■ Written exercise A
According to the essay on religion, what do people come up with to try to bring Utopia to Earth?

■ Document segment
┌──

The thing that always made me think was the thought, “What if all these books were destroyed, what if we did not have them? What would our religion be?”

Religion seems dependent on information. I think, “What part of religion does not require information?” When Man was put on this Earth, they did not have any books to read, nor oral teachings taught to them. Man was able to perceive something. Throughout the pre-historic world we find people perceiving something, indifferent to nature around them. Without any teaching or tradition, we find Man living with God (or, gods), ethics and laws. We perceive them on our own; we have had a relationship with God from the beginning, without religion. I am not trying to belittle religion, but am trying to say that God and ethics were, and are, ever-present in the human heart.

So why did we start talking and writing about God? What causes people to be anxious about a supernatural being? Maybe questions like, “Why does is rain?” or, “Why are we here?” Human beings seem bestowed with the burden of wanting to know why. We are obsessed with asking questions and finding answers. Eventually, we would entitle everything to something supernatural. The ‘gods’ would become the cause of everything, even rain. We, for the rest of history, would give our hand at trying to explain God.

Later, a man like Abraham would seem to conceive that as Man learned that the cause of things, like rain, were not supernatural, but natural, there must be One supernatural cause of it all: Elohim, the All-Mighty.

Unlike the animal kingdom, we go beyond survival. We seem to know better and strive for something new. Man seems to have encountered, in them, the ideal Utopia; for me, the very Kingdom of God. Being able to perceive Utopia seems to be a unique gift bestowed on human kind. Because we think things can be better than they are, even perfect.We come up with ethics and laws to try and bring this Utopia to Earth.

These two seeds deep inside the human heart have fueled our very identity in this world. I believe we can feel God and Utopia all the time. Religion, the information, is the utopian man’s record of asking questions and recording answers. But, God, for me, isn’t what religion says God is. But, God in us says what religion is.

└──

[Photo-based point labeling listing]
┌──

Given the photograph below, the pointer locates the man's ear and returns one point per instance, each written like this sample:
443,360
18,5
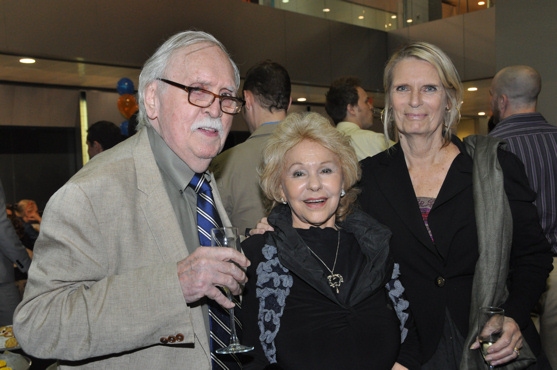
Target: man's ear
151,100
248,97
351,110
502,104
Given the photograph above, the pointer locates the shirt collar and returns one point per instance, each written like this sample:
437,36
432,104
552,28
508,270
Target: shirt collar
173,166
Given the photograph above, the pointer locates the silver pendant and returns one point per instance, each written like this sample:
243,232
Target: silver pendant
335,280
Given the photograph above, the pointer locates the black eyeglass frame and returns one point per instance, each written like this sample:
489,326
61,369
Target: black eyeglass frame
241,102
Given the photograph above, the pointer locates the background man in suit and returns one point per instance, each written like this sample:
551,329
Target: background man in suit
348,105
514,95
11,252
267,94
120,281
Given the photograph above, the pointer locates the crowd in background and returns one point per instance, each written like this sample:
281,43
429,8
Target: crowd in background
360,247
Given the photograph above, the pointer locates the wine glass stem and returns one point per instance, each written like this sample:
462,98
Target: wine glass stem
233,337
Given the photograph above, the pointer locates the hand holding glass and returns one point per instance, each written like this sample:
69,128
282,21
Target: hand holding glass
490,328
228,237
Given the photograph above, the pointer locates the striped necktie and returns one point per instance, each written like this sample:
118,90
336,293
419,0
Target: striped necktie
219,318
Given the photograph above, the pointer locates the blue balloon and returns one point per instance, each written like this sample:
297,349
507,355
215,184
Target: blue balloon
124,128
125,86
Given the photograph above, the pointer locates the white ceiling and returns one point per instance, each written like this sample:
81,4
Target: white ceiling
94,76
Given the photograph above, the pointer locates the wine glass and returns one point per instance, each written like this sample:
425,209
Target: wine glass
228,237
490,328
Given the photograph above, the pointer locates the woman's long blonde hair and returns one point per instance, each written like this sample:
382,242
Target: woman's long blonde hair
447,73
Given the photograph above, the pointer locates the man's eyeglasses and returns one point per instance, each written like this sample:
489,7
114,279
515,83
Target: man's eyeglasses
203,98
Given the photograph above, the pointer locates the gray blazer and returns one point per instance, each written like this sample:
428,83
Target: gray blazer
103,288
11,249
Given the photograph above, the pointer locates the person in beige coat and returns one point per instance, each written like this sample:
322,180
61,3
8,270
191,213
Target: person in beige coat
119,280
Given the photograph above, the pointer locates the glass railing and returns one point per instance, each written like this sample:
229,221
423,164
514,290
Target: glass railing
386,15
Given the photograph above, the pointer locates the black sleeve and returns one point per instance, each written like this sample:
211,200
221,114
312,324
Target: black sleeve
253,360
531,259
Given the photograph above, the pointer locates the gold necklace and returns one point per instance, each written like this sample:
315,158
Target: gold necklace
334,279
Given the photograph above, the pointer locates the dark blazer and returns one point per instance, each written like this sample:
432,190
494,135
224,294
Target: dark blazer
437,274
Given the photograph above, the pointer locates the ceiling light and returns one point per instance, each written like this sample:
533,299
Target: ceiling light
27,60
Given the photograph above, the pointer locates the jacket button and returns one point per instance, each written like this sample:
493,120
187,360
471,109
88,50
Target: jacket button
440,281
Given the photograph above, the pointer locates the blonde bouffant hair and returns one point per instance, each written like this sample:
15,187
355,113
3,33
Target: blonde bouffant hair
448,75
294,129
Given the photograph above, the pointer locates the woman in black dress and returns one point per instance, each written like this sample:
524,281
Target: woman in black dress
322,290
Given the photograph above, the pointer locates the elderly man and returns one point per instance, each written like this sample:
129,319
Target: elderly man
267,93
349,107
514,96
119,280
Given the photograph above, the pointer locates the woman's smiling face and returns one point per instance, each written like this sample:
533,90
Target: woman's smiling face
418,98
311,184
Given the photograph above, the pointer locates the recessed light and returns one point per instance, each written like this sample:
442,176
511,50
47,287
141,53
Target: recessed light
27,60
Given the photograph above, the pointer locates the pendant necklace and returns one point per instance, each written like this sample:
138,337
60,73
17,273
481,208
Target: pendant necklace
334,279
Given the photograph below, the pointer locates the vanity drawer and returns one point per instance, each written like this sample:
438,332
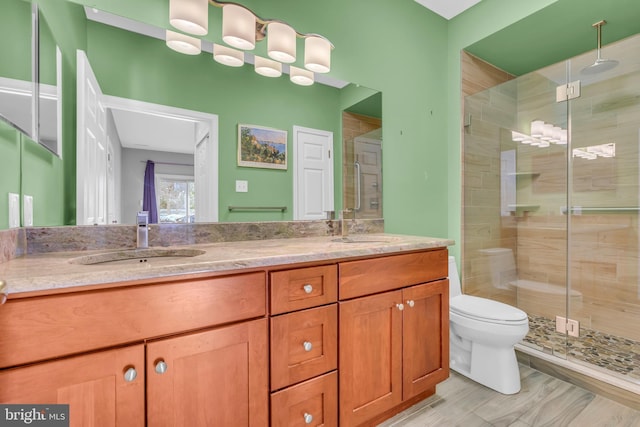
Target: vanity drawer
78,322
314,402
369,276
303,344
301,288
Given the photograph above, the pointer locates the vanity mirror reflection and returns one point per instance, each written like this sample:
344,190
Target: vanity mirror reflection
138,69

└──

■ Written exercise B
Return every line of the listing that contains the word "face".

■ Complete response A
Ethics and laws.

■ Complete response B
Given the photograph above, the pointer locates the woman's smiling face and returns one point per instance, each written like this sample:
Target: woman's smiling face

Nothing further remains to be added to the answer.